EXERCISE OBJECTIVE: Write out the lines below again, swapping "even-odd rule" for "nonzero winding rule" throughout and leaving everything else as it is.

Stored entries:
= = = = =
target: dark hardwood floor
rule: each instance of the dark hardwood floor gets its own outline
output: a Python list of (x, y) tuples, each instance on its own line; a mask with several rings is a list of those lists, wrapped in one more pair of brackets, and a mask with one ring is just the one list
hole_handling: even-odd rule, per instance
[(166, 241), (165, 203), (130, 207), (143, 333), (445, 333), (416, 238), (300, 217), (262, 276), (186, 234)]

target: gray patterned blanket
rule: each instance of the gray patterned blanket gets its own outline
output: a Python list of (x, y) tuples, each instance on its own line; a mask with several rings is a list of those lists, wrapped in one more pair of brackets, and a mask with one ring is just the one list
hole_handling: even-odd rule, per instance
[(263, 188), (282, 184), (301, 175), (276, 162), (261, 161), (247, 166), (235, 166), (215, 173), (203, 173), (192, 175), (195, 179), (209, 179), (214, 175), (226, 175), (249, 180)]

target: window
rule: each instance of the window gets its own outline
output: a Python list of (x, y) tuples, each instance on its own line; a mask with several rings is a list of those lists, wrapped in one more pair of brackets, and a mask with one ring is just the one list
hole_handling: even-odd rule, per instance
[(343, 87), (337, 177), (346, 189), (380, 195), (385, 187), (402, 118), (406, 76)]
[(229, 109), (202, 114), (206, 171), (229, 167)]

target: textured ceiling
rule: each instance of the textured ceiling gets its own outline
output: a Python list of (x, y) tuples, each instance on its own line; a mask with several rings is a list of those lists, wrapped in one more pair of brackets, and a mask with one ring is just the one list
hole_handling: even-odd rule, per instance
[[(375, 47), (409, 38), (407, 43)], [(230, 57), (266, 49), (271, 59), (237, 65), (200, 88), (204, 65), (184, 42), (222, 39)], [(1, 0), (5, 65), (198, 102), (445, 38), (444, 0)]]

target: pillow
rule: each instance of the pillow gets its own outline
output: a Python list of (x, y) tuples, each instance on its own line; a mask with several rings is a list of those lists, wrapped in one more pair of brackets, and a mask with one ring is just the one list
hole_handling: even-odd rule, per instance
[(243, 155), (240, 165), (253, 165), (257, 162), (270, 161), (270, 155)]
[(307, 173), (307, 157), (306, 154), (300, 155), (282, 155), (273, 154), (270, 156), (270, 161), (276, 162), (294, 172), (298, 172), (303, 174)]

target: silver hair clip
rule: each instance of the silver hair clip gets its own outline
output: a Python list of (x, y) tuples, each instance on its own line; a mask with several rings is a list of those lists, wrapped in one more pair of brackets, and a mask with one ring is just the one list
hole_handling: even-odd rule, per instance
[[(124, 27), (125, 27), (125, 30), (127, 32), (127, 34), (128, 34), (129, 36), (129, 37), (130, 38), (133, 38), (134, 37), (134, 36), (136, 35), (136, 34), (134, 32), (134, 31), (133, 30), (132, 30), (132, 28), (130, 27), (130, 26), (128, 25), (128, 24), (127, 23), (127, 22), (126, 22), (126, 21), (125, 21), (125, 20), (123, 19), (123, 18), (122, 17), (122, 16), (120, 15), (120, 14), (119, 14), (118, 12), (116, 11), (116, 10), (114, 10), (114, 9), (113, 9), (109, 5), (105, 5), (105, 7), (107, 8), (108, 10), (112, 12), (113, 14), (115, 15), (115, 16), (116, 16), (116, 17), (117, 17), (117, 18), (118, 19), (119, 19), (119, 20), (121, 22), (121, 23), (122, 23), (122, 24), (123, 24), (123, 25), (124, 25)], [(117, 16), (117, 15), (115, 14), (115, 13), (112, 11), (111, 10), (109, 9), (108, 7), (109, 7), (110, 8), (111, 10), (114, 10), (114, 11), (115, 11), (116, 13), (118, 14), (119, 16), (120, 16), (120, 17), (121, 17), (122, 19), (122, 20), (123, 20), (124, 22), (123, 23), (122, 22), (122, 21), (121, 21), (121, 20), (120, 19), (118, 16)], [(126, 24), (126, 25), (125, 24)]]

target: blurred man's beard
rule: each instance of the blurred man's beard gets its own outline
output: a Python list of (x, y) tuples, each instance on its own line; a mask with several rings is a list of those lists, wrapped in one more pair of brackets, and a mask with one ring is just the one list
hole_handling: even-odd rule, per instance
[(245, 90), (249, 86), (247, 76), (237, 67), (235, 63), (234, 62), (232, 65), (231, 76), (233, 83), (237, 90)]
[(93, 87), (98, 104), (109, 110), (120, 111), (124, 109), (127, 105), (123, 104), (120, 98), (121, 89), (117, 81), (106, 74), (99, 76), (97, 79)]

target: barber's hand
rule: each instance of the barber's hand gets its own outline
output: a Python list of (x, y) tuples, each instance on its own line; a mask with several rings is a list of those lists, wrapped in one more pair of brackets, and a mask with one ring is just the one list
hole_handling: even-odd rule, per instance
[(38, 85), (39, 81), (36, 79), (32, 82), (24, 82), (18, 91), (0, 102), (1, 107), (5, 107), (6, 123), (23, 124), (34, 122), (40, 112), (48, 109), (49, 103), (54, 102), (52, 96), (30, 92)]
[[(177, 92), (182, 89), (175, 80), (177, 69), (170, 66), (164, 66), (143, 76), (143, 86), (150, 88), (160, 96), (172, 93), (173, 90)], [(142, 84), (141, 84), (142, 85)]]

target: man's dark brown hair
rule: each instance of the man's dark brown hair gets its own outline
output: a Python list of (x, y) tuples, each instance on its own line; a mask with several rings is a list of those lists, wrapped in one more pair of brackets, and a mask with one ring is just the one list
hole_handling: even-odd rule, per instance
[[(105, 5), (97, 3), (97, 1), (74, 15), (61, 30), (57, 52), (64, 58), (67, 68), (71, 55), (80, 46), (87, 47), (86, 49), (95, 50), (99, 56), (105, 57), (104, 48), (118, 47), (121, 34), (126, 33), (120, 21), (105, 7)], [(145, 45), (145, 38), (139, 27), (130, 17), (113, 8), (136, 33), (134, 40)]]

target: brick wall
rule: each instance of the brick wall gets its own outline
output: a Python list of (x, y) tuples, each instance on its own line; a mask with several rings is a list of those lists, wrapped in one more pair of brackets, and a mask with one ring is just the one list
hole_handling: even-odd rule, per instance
= = = = =
TASK OUTPUT:
target: dark hardwood floor
rule: each instance of the dark hardwood floor gets its own outline
output: a Python list of (x, y) tuples, each instance on its own line; a mask with several rings is a list of those lists, wrapped in one more pair of brackets, and a mask with one ring is just the one list
hole_handling: nonzero winding rule, per instance
[(166, 241), (165, 203), (130, 207), (143, 333), (445, 333), (416, 238), (300, 217), (262, 276), (186, 234)]

target: gray patterned blanket
rule: each instance of the gray patterned blanket gets its own outline
output: a Python list of (x, y) tuples, each instance on its own line; a mask with several rings is a list of those lists, wrapped in one more pair of brackets, and a mask with one ring is just the one list
hole_handling: nonzero winding rule, per instance
[(263, 188), (282, 184), (301, 175), (276, 162), (261, 161), (247, 166), (235, 166), (215, 173), (203, 173), (192, 175), (195, 179), (209, 179), (214, 175), (226, 175), (249, 180)]

target: window
rule: each instance of the window gets its own outline
output: a Python list of (x, y) tuples, each instance on its own line; a mask with several rings is a list of those lists, wrapped in one more pair of brackets, and a mask with one ring is just the one list
hole_handling: nonzero winding rule, per instance
[(343, 87), (337, 177), (346, 189), (380, 195), (385, 187), (402, 118), (406, 76)]
[(229, 109), (202, 114), (206, 171), (229, 167)]

target: textured ceiling
rule: each instance of the textured ceiling gets its own outline
output: a Python list of (x, y) tuples, each instance on its own line; a mask with several rings is a list of those lists, wrapped in one more pair of brackets, and a mask with one ring is just the one list
hole_handling: nonzero winding rule, per instance
[[(375, 47), (409, 38), (407, 43)], [(230, 57), (266, 49), (271, 59), (237, 65), (200, 88), (204, 65), (184, 42), (222, 39)], [(1, 0), (5, 65), (198, 102), (445, 38), (444, 0)]]

target: pillow
rule: each instance of the pillow gets its own outline
output: a Python list of (x, y) tuples, each instance on its own line; a mask with several rings is a list of those lists, wrapped in one more pair of brackets, and a mask with one ring is just the one list
hole_handling: nonzero winding rule, per instance
[(243, 155), (240, 165), (253, 165), (257, 162), (270, 161), (270, 155)]
[(307, 173), (307, 157), (306, 154), (300, 155), (282, 155), (273, 154), (270, 156), (270, 161), (276, 162), (294, 172), (298, 172), (303, 174)]

target: silver hair clip
rule: each instance of the silver hair clip gets its own outline
output: a Python list of (x, y) tuples, each instance on its own line; a mask with several rings is a list of those lists, wrapped in one more pair of brackets, and a mask with one ring is just the one list
hole_handling: nonzero winding rule, per instance
[[(124, 27), (125, 27), (125, 30), (127, 32), (127, 34), (128, 34), (129, 36), (129, 37), (130, 38), (133, 38), (134, 37), (134, 36), (136, 35), (136, 34), (134, 32), (134, 31), (133, 30), (132, 30), (132, 28), (130, 27), (130, 26), (128, 25), (128, 24), (127, 23), (127, 22), (126, 22), (126, 21), (125, 21), (125, 20), (123, 19), (123, 18), (122, 17), (122, 16), (120, 15), (120, 14), (119, 14), (118, 12), (116, 11), (116, 10), (114, 10), (114, 9), (113, 9), (109, 5), (105, 5), (105, 7), (107, 8), (108, 10), (112, 12), (113, 14), (115, 15), (115, 16), (116, 16), (116, 17), (117, 17), (117, 18), (118, 19), (119, 19), (119, 20), (121, 22), (121, 23), (122, 23), (122, 24), (123, 24), (123, 25), (124, 25)], [(117, 16), (117, 15), (115, 14), (115, 13), (112, 11), (111, 10), (109, 9), (108, 7), (109, 7), (110, 8), (111, 10), (114, 10), (114, 11), (115, 11), (116, 13), (118, 14), (119, 16), (120, 16), (120, 17), (121, 17), (122, 19), (122, 20), (123, 20), (124, 22), (123, 23), (122, 22), (122, 21), (121, 21), (121, 20), (120, 19), (118, 16)], [(126, 24), (126, 25), (125, 24)]]

target: blurred man's beard
rule: each instance of the blurred man's beard gets its own outline
output: a Python list of (x, y) tuples, each instance on its own line; a mask with several rings is a list of those lists, wrapped in one more pair of brackets, and a mask with one ring is just the one list
hole_handling: nonzero winding rule, per instance
[(245, 90), (249, 86), (247, 76), (237, 67), (235, 63), (234, 62), (232, 65), (231, 76), (233, 83), (237, 90)]
[(93, 87), (98, 104), (109, 110), (120, 111), (124, 109), (127, 105), (123, 104), (120, 98), (121, 89), (117, 81), (106, 74), (99, 76), (97, 79)]

target: barber's hand
rule: each instance of the barber's hand gets its own outline
output: a Python list of (x, y) tuples, each instance on its own line; a mask with several rings is a list of those lists, wrapped in one more pair of brackets, and a mask with one ring is just the one list
hole_handling: nonzero winding rule, per instance
[(38, 85), (39, 81), (36, 79), (32, 82), (24, 82), (18, 91), (0, 102), (1, 107), (5, 107), (6, 123), (23, 124), (34, 122), (40, 112), (48, 109), (49, 103), (54, 102), (52, 96), (30, 92)]
[[(177, 92), (182, 89), (175, 80), (177, 69), (170, 66), (164, 66), (143, 76), (143, 86), (150, 88), (160, 96), (172, 93), (173, 90)], [(142, 84), (141, 84), (142, 85)]]

target: man's dark brown hair
rule: each instance of the man's dark brown hair gets its own outline
output: a Python list of (x, y) tuples, each instance on its own line; a mask with several rings is a list of those lists, wrapped in one more pair of brackets, and a mask with one ring is just the one list
hole_handling: nonzero winding rule, per instance
[[(105, 5), (97, 3), (97, 1), (74, 15), (61, 30), (57, 52), (64, 58), (67, 68), (71, 55), (80, 46), (87, 47), (86, 49), (95, 50), (99, 56), (105, 57), (104, 48), (118, 47), (121, 34), (126, 33), (120, 21), (105, 7)], [(145, 45), (145, 38), (139, 27), (130, 17), (113, 8), (136, 33), (134, 40)]]

target: brick wall
rule: each instance of the brick wall gets its own outline
output: a Python list of (x, y) tuples, each instance on its own line; a mask with several rings is a list of those lists, wrapped in one more pair of brackets, and a mask with one ring is just the one list
hole_handling: nonzero winding rule, per instance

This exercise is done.